= YOUR INSTRUCTIONS =
Render the records as a JSON list of strings, from the line containing "Target: dirt ground" down to the line containing "(1039, 706)", both included. Give each line as its own string, omitting blank lines and leaving the pictures out.

'''

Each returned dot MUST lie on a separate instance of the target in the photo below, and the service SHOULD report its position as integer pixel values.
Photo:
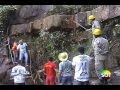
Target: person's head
(50, 59)
(19, 62)
(21, 41)
(81, 50)
(91, 18)
(97, 33)
(63, 56)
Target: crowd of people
(76, 71)
(69, 72)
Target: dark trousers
(66, 80)
(81, 82)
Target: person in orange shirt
(15, 52)
(50, 71)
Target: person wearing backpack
(23, 51)
(65, 69)
(15, 52)
(81, 65)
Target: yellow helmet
(91, 17)
(97, 32)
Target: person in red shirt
(50, 71)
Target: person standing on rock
(18, 73)
(65, 69)
(50, 71)
(23, 51)
(81, 64)
(95, 23)
(15, 52)
(100, 46)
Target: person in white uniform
(18, 73)
(81, 64)
(23, 52)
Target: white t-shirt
(19, 72)
(81, 64)
(22, 47)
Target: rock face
(33, 17)
(36, 14)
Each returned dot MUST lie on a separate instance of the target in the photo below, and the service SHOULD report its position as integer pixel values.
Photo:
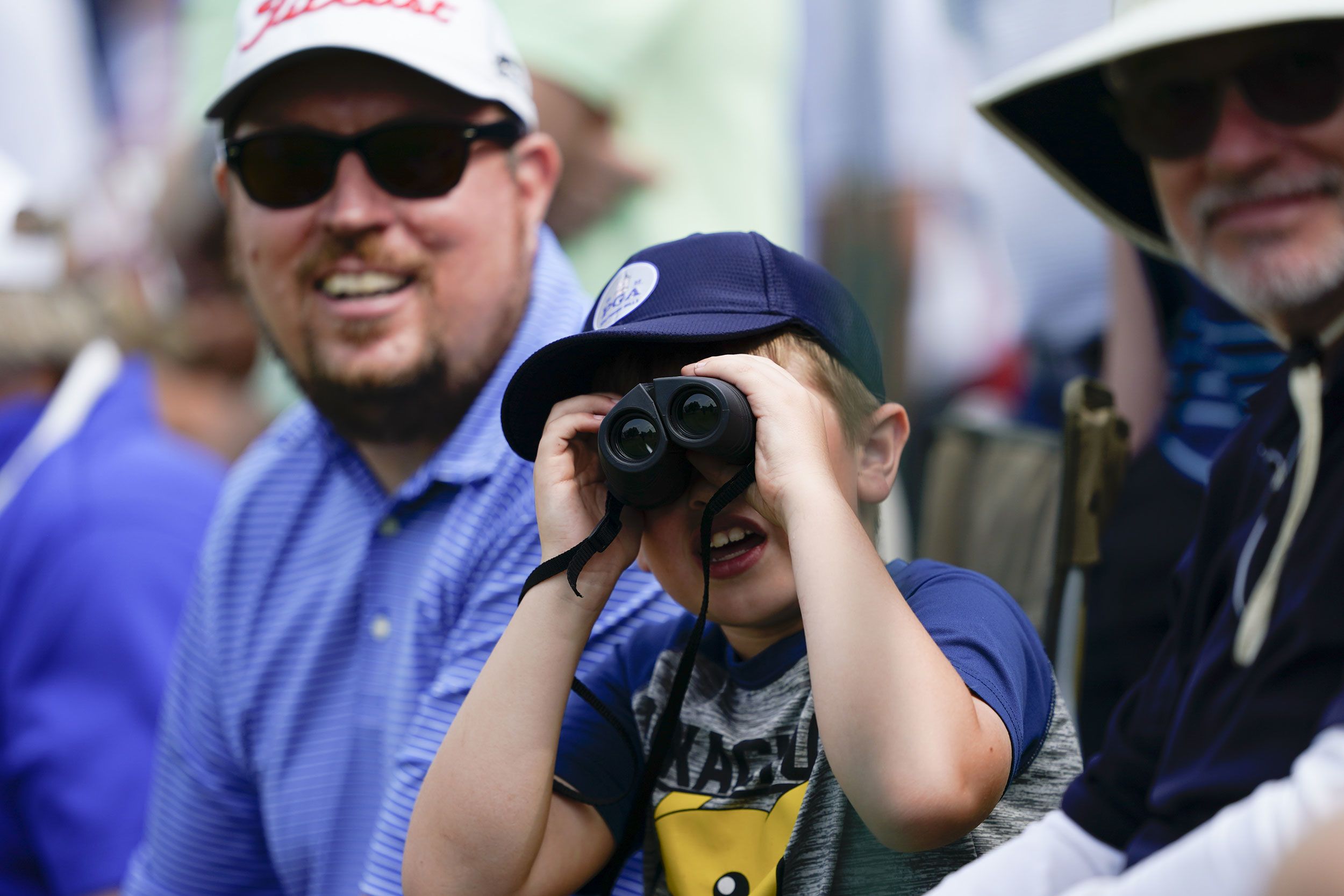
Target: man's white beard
(1262, 281)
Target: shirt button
(381, 626)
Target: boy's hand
(571, 492)
(792, 456)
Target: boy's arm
(921, 758)
(485, 820)
(917, 754)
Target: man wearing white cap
(385, 187)
(1213, 132)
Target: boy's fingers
(714, 469)
(595, 404)
(749, 372)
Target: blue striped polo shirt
(332, 636)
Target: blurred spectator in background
(985, 280)
(385, 191)
(1058, 253)
(101, 516)
(1214, 136)
(206, 340)
(673, 116)
(1183, 366)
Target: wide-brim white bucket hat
(1054, 105)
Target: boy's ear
(880, 454)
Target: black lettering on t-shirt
(681, 754)
(718, 768)
(741, 755)
(789, 751)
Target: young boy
(848, 727)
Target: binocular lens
(636, 439)
(698, 414)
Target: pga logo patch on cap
(628, 289)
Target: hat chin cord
(1305, 386)
(573, 562)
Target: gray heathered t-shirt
(748, 804)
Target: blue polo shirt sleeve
(990, 642)
(205, 833)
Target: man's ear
(221, 176)
(880, 454)
(537, 170)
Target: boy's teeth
(363, 284)
(722, 539)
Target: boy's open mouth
(734, 548)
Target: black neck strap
(573, 563)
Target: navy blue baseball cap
(706, 288)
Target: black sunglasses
(409, 159)
(1178, 119)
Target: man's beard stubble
(423, 405)
(1288, 280)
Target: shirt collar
(557, 305)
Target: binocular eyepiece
(643, 441)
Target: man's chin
(416, 406)
(1264, 283)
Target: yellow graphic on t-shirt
(724, 852)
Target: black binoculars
(643, 441)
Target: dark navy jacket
(1198, 731)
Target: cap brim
(1053, 106)
(566, 367)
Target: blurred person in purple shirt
(101, 516)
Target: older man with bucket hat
(1213, 132)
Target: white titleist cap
(464, 44)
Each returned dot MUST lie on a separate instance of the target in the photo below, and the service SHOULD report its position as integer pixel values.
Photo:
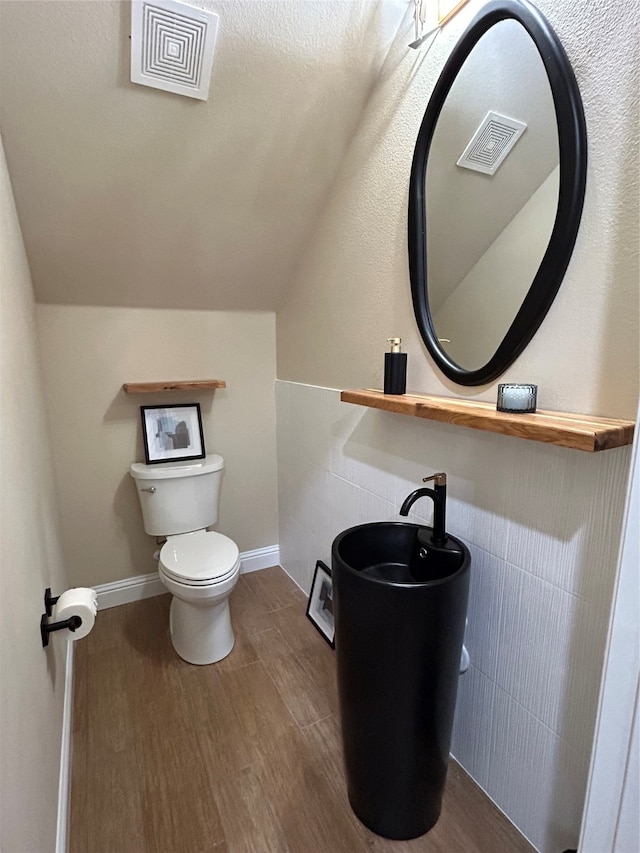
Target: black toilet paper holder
(46, 627)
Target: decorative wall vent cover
(491, 143)
(172, 46)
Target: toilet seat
(203, 558)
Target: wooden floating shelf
(578, 432)
(189, 385)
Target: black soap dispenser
(395, 368)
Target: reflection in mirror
(489, 245)
(487, 233)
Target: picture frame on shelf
(172, 433)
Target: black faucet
(439, 497)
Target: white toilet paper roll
(82, 602)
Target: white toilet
(179, 500)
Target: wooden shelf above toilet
(579, 432)
(185, 385)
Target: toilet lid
(199, 558)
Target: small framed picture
(172, 433)
(320, 606)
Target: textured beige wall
(32, 678)
(87, 354)
(351, 291)
(124, 190)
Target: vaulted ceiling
(131, 196)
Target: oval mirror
(496, 192)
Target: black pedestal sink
(399, 606)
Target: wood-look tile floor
(242, 756)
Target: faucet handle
(438, 479)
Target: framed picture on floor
(172, 433)
(320, 606)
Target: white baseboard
(148, 586)
(260, 558)
(64, 780)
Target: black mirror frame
(572, 144)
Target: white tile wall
(543, 526)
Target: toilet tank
(178, 497)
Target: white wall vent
(172, 46)
(491, 143)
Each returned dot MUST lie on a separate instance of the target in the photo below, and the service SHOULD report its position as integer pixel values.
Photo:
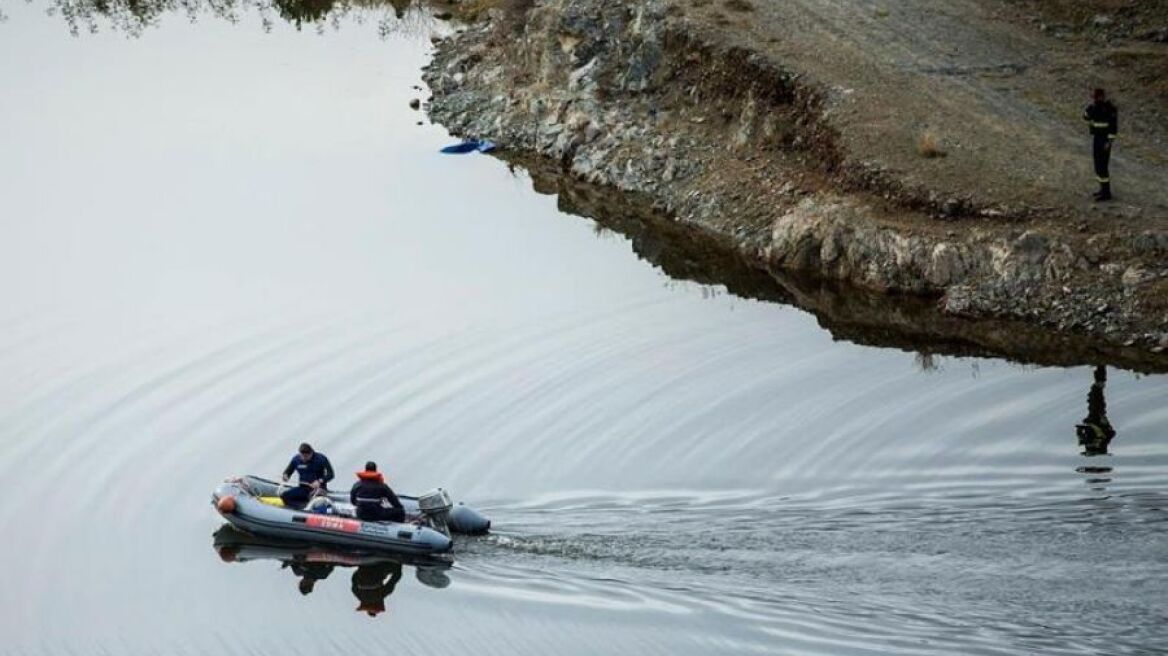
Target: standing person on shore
(1103, 120)
(313, 470)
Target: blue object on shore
(470, 146)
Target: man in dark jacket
(1103, 120)
(313, 469)
(373, 499)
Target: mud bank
(739, 149)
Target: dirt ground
(999, 85)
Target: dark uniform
(315, 468)
(1103, 119)
(1095, 432)
(367, 496)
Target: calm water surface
(219, 239)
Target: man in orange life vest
(373, 499)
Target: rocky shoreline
(735, 147)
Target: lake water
(220, 238)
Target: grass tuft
(929, 146)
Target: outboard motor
(436, 506)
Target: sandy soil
(998, 82)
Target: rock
(951, 208)
(945, 265)
(1159, 35)
(1031, 248)
(958, 300)
(1135, 276)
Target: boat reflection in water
(375, 576)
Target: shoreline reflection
(375, 576)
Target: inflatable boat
(234, 545)
(252, 504)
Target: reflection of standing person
(1103, 121)
(1096, 432)
(372, 588)
(310, 573)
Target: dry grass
(739, 6)
(930, 146)
(477, 9)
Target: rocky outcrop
(734, 145)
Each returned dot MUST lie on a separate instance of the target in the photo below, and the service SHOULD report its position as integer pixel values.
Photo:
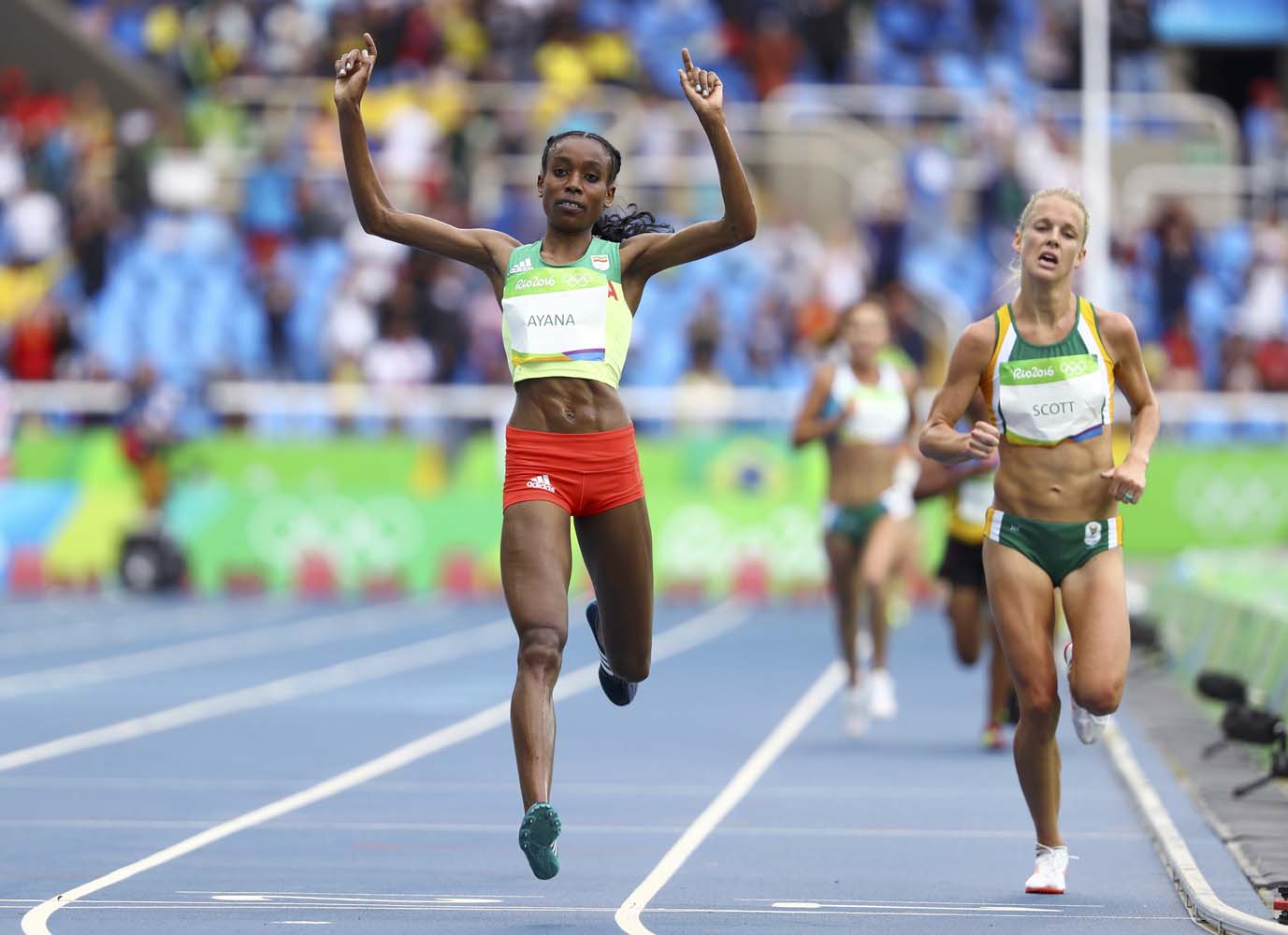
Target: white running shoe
(1049, 870)
(881, 702)
(854, 710)
(1089, 726)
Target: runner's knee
(542, 651)
(965, 638)
(1100, 697)
(1039, 706)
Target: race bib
(1049, 399)
(557, 314)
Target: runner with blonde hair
(1048, 365)
(861, 409)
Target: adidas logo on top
(543, 483)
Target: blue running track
(130, 726)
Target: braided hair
(611, 225)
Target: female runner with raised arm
(1048, 365)
(567, 303)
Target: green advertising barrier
(1227, 611)
(720, 504)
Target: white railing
(492, 402)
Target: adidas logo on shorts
(543, 483)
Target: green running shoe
(537, 836)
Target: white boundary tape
(1198, 895)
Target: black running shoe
(615, 688)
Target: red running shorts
(585, 473)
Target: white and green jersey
(881, 410)
(1049, 393)
(567, 320)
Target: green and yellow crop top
(1049, 393)
(566, 320)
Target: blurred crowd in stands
(239, 258)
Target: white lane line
(628, 916)
(492, 828)
(693, 632)
(328, 678)
(353, 622)
(123, 626)
(224, 908)
(1198, 895)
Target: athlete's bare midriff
(860, 473)
(567, 405)
(1059, 483)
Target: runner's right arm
(810, 423)
(484, 249)
(939, 439)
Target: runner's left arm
(652, 252)
(1127, 481)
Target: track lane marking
(317, 630)
(692, 632)
(446, 648)
(628, 916)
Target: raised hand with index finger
(353, 71)
(702, 88)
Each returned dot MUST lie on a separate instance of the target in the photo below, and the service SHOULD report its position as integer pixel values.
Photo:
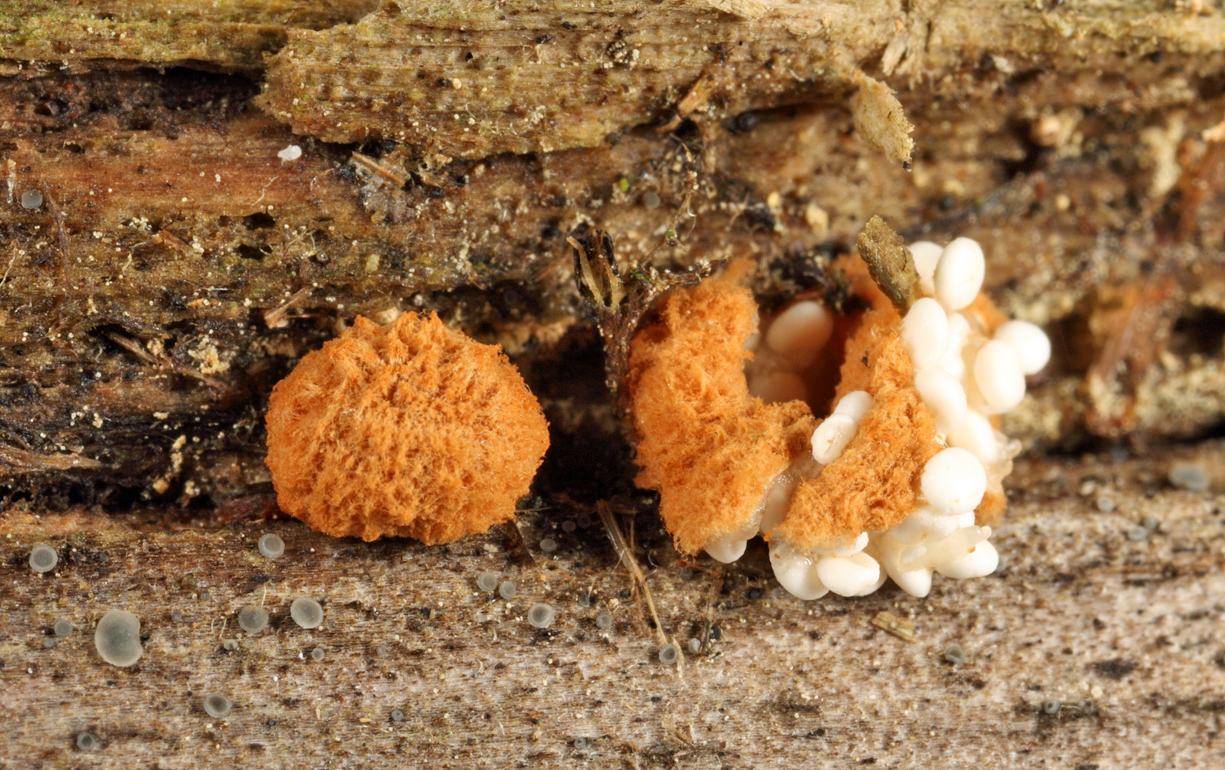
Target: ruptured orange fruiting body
(706, 443)
(410, 430)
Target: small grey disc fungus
(669, 654)
(956, 654)
(486, 582)
(540, 615)
(31, 198)
(217, 705)
(43, 558)
(118, 638)
(306, 612)
(252, 620)
(271, 546)
(1190, 476)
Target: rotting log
(1093, 645)
(175, 267)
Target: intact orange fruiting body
(410, 430)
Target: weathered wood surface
(178, 267)
(135, 300)
(1125, 634)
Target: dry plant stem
(889, 262)
(1194, 185)
(619, 305)
(275, 318)
(380, 169)
(139, 350)
(626, 556)
(517, 536)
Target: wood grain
(1123, 633)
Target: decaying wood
(174, 266)
(1122, 632)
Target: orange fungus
(410, 430)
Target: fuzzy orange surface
(410, 430)
(706, 443)
(875, 484)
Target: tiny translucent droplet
(217, 705)
(272, 545)
(486, 580)
(118, 638)
(306, 612)
(252, 620)
(669, 654)
(540, 615)
(43, 558)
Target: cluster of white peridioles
(963, 375)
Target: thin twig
(139, 350)
(631, 563)
(275, 318)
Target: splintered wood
(900, 628)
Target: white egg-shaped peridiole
(959, 273)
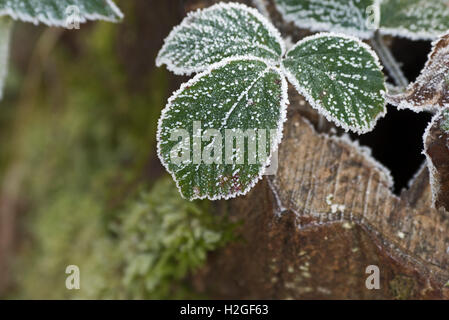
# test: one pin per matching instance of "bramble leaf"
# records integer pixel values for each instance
(54, 12)
(346, 16)
(236, 96)
(431, 88)
(5, 35)
(414, 19)
(220, 31)
(341, 77)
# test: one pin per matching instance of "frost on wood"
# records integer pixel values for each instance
(436, 149)
(347, 16)
(415, 19)
(54, 12)
(5, 35)
(220, 31)
(431, 88)
(235, 94)
(340, 77)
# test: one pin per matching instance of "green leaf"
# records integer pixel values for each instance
(55, 12)
(224, 30)
(5, 35)
(414, 19)
(346, 16)
(341, 77)
(238, 93)
(430, 91)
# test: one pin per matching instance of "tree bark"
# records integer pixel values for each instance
(311, 231)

'''

= EXERCISE OUTPUT =
[
  "Target: dirt ground",
  "(999, 85)",
  "Target: dark uniform",
  "(315, 468)",
  "(1103, 119)",
  "(1095, 432)",
  "(367, 496)",
  "Target: calm water surface",
  "(219, 239)",
  "Target: man in orange life vest",
  "(373, 499)",
  "Target: rocky shoreline",
  "(735, 147)",
  "Target: lake water",
  "(220, 238)",
  "Target: grass tuft",
  "(929, 146)",
  "Target: outboard motor",
  "(436, 506)",
  "Target: sandy soil",
  "(998, 82)",
  "Target: rock",
  "(951, 208)",
  "(945, 265)",
  "(1159, 35)",
  "(1031, 248)",
  "(958, 300)",
  "(1135, 276)",
  "Target: boat reflection in water",
  "(375, 576)",
  "Target: shoreline reflection",
  "(375, 576)",
  "Target: inflatable boat",
  "(234, 545)",
  "(252, 504)",
  "Target: reflection of standing person",
  "(1103, 121)",
  "(1096, 432)",
  "(372, 588)",
  "(310, 573)",
  "Target: dry grass",
  "(739, 6)",
  "(930, 146)",
  "(477, 9)",
  "Target: rocky outcrop",
  "(734, 145)",
  "Each returned dot MUST lie on a separate instance of the target in the photo below, and the service SHOULD report its position as integer pixel values.",
  "Photo:",
  "Target: white running shoe",
  "(1049, 870)",
  "(881, 702)",
  "(854, 710)",
  "(1089, 726)",
  "Target: runner's knee",
  "(542, 651)",
  "(965, 638)",
  "(1100, 697)",
  "(1039, 706)"
]